Can you copy every one of the records below, character for character, without changing anything?
>> BEGIN DATA FOR THE TASK
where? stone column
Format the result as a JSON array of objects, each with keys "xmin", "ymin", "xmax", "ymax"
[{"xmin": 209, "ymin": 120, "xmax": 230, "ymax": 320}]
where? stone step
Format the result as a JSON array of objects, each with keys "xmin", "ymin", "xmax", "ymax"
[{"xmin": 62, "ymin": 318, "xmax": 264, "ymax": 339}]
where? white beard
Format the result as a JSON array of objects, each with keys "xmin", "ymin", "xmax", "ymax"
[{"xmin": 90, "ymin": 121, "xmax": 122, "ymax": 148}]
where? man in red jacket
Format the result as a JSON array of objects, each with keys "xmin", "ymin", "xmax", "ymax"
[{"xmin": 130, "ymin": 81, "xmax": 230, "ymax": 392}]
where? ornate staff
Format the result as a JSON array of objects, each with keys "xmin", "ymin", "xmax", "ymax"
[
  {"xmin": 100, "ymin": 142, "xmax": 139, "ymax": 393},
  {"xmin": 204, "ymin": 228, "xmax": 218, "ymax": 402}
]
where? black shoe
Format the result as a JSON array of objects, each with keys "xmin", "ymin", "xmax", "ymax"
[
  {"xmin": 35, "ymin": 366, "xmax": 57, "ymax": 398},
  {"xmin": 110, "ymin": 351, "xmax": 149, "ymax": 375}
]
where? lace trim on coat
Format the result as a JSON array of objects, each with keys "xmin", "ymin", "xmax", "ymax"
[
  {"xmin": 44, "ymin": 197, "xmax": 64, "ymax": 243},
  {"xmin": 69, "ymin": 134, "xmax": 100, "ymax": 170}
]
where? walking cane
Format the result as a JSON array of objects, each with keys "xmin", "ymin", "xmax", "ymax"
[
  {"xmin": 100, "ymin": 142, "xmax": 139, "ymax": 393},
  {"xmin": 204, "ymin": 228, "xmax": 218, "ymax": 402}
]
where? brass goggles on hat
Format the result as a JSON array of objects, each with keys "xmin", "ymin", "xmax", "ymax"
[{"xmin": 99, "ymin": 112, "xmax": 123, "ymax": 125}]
>> END DATA FOR THE TASK
FINAL RESULT.
where? stone column
Format the result as a JSON array of objects, each with keys "xmin", "ymin", "xmax", "ymax"
[{"xmin": 209, "ymin": 120, "xmax": 230, "ymax": 320}]
where? stone step
Format the result as a JSON array of objects, each with keys "xmin", "ymin", "xmax", "ymax"
[{"xmin": 62, "ymin": 318, "xmax": 264, "ymax": 339}]
where? white beard
Format the result as a JSON array of objects, each with keys "xmin", "ymin", "xmax", "ymax"
[{"xmin": 90, "ymin": 121, "xmax": 122, "ymax": 148}]
where? man in red jacket
Format the result as a JSON array of objects, each with keys "xmin", "ymin", "xmax", "ymax"
[{"xmin": 130, "ymin": 81, "xmax": 230, "ymax": 392}]
where? ornate staff
Format the result as a JSON array of objects, each with keys "xmin", "ymin", "xmax", "ymax"
[
  {"xmin": 100, "ymin": 142, "xmax": 139, "ymax": 393},
  {"xmin": 204, "ymin": 228, "xmax": 218, "ymax": 402}
]
where? black shoe
Format the result as a JSON array of objects, each with keys "xmin", "ymin", "xmax", "ymax"
[
  {"xmin": 35, "ymin": 366, "xmax": 57, "ymax": 398},
  {"xmin": 110, "ymin": 351, "xmax": 149, "ymax": 375}
]
where? lace trim on coat
Format the result as a JSON array of objects, each with keys "xmin", "ymin", "xmax", "ymax"
[
  {"xmin": 44, "ymin": 197, "xmax": 64, "ymax": 243},
  {"xmin": 69, "ymin": 134, "xmax": 100, "ymax": 170}
]
where? walking cane
Format the result as a JSON array of objects, each with keys "xmin", "ymin", "xmax", "ymax"
[
  {"xmin": 100, "ymin": 142, "xmax": 139, "ymax": 393},
  {"xmin": 204, "ymin": 228, "xmax": 218, "ymax": 402}
]
where? brass goggles on hat
Format the result as a JSON array of objects, each with keys "xmin", "ymin", "xmax", "ymax"
[{"xmin": 99, "ymin": 112, "xmax": 123, "ymax": 125}]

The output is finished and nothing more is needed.